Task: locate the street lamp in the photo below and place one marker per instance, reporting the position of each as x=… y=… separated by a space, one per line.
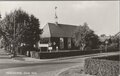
x=106 y=42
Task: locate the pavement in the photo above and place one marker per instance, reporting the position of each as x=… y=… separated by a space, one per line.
x=27 y=66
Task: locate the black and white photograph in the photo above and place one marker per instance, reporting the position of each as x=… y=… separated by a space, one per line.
x=60 y=38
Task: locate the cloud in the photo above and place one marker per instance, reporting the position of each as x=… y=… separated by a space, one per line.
x=85 y=5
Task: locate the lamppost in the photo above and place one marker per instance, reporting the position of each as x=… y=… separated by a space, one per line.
x=106 y=43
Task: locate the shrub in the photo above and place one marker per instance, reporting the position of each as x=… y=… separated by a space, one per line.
x=47 y=55
x=102 y=67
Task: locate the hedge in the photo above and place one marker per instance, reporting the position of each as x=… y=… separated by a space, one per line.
x=48 y=55
x=102 y=67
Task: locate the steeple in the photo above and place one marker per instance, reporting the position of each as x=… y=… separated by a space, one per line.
x=56 y=17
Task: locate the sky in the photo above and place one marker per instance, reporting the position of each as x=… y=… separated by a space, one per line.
x=101 y=16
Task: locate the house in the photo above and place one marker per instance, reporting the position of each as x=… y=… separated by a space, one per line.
x=58 y=36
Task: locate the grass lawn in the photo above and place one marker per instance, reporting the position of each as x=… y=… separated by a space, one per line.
x=77 y=71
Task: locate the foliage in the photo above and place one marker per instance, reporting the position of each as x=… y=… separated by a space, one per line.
x=85 y=37
x=102 y=67
x=19 y=27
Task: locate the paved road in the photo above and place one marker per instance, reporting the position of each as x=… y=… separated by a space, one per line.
x=41 y=68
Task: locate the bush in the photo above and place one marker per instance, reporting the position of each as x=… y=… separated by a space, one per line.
x=48 y=55
x=102 y=67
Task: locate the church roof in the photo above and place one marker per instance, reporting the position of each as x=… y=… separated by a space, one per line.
x=58 y=30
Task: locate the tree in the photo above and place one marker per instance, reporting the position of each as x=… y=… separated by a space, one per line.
x=17 y=26
x=85 y=37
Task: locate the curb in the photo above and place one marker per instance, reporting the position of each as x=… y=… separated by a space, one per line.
x=65 y=69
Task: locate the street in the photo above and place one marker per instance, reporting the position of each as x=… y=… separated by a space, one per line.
x=40 y=68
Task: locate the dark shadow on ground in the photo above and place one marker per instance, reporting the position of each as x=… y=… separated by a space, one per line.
x=12 y=65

● WHAT IS REQUIRED
Leave out the pictures and return every record word for word.

● TASK OUTPUT
Task: locate the street lamp in the photo below and place one marker per instance, reporting the position of each as x=… y=… separated by a space, one per line.
x=106 y=42
Task: locate the pavement in the photo above and place one marker per instance, reporting the position of each as x=… y=… separated by a space, one per line.
x=27 y=66
Task: locate the black and white photograph in the photo above and place one marker per instance, reporting the position of each as x=… y=… separated by a space, one per line.
x=60 y=38
Task: locate the cloud in the photo above and place one marker per instance, reporting the position of each as x=… y=… separated by a space, one per line.
x=85 y=5
Task: locate the lamppost in the photo above and place one marker per instance, reporting the position of each as x=… y=… separated by a space, one per line.
x=106 y=43
Task: locate the shrub in the photo above and place one marker per instance, reporting the position of each as x=… y=… separated by a space, one per line.
x=47 y=55
x=102 y=67
Task: locate the hedge in the photo above and place one marker per instance, reporting the position of each as x=… y=… separated by a space, one per line.
x=48 y=55
x=102 y=67
Task: locate the steeple in the photo above and place one marker per instance, reporting the position of each as x=… y=… separated by a space, one per line.
x=56 y=17
Task: locate the sky in the photo above and place one marker per instance, reporting the position of each as x=… y=… separated by a space, one per line.
x=101 y=16
Task: locate the house in the photo above and place one marker per instance, reporting the position of each as x=… y=… separated by a space, one per line.
x=58 y=36
Task: locate the grass lawn in the photo above and place one marker per instance, reporting the position of each as x=… y=… separated by a space, one per line.
x=77 y=71
Task: locate the foliage in the photo above and place one marker per instance, reporting the position of each as x=… y=… separated by a space, one per line.
x=85 y=37
x=102 y=67
x=19 y=27
Task: locate the paved road in the photo above and place one marker per instance, reporting the position of each as x=… y=… separated by a space, one per line.
x=41 y=68
Task: locate the bush in the photo above and place one marker per instance, reporting the position of each as x=… y=… separated by a space, one per line.
x=48 y=55
x=102 y=67
Task: locate the church roof in the photo above and place one marker per instance, reporting the position of each as x=… y=… separated by a space, one per line.
x=58 y=30
Task: locate the tree in the photo above and place one marker per instance, reporting the position of each as x=… y=… separated by a space, one per line.
x=17 y=26
x=85 y=37
Task: locate the curb in the photo above and place one marker per instance, reporting the position of each as x=… y=… separated by a space, one per line.
x=65 y=69
Task: locate the street in the photo above and place one marker per instance, reporting the position of each as x=… y=… separated by a space, one per line.
x=40 y=68
Task: locate the dark shadow on ground in the photo above and place one marker per instance, reporting the position of each as x=… y=… separated by a space, one per line.
x=12 y=65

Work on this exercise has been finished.